(Collection entries)
════════════════
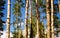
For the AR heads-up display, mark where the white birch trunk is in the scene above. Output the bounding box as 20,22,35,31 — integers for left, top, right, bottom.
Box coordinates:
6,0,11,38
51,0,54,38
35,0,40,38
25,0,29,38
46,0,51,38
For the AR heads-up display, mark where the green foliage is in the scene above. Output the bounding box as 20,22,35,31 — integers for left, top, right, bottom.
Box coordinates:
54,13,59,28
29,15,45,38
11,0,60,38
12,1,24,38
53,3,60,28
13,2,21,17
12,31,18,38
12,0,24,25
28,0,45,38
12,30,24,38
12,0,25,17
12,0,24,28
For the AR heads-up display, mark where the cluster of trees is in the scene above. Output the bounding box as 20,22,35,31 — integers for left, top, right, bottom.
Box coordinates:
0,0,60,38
════════════════
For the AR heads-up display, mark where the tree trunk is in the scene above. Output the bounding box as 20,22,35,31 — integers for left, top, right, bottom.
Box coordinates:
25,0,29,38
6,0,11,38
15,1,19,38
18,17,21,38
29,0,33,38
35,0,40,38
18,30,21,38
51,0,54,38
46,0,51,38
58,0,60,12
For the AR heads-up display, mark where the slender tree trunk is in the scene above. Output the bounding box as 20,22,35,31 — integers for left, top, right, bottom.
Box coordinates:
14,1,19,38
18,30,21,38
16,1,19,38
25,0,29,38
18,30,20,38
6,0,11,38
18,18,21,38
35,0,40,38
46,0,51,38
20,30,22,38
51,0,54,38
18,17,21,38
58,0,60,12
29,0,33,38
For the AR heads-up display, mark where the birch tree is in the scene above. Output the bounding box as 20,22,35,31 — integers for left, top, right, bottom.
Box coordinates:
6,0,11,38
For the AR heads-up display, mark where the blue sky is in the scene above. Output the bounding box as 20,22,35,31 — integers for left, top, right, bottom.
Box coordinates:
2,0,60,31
════════════════
BRIEF:
Go through the entries and filter for lines holding the word "scene"; copy each match.

TASK RESULT:
For the AR heads-up display, mark where the white birch trunk is in the scene above. Output the bounding box as 20,22,35,31 — integers for left, top, right, bottom.
For the AR heads-up display, mark where the green foliage is in the scene above. Output the bounding box as 20,22,35,31 — integers for left, top, right, bottom.
For the AR heads-up display, mark where the cluster of trees is in the scene above. Output the bounding box as 20,22,35,31 — integers for left, top, right, bottom.
For the AR heads-up display, mark where the tree trunk is in the scene above. Output the bounding box as 20,22,35,31 — integers for left, top, right, bottom.
For the AR heads-up display, mark where the slender tree trunk is in the scene above. Output the bounding box as 20,22,35,31 — integers for left, top, right, bottom.
For the AR heads-up display, mark where the birch tree is in the scene above. Output the bounding box as 20,22,35,31 — integers for left, top, right, bottom.
For the AR heads-up display, mark where the blue sky is in the scene above. Output the bounding box as 20,22,35,31 — integers for left, top, right, bottom.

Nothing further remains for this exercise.